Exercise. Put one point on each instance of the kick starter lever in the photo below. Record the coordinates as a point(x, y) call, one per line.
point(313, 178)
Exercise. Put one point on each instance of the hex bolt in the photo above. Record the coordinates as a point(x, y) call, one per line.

--

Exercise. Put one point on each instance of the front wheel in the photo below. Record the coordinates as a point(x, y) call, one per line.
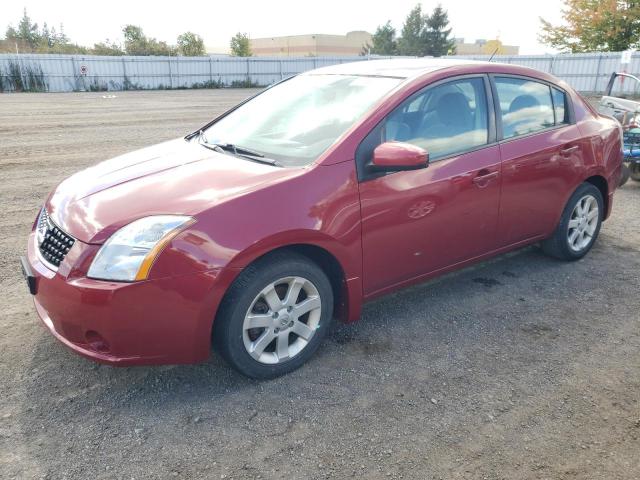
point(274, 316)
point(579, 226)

[AIM OF THE TASK] Swap "front wheel" for "rear wheel" in everything in the listing from the line containing "Exercise. Put one point on each instance of the front" down to the line containing "point(579, 226)", leaving all else unchanged, and give only those lines with the pictures left out.

[ANSWER FOR THE TASK]
Exercise. Put one point on each instance of the rear wheel in the photo below. Record the coordinates as a point(x, y) call, one per line.
point(274, 316)
point(579, 226)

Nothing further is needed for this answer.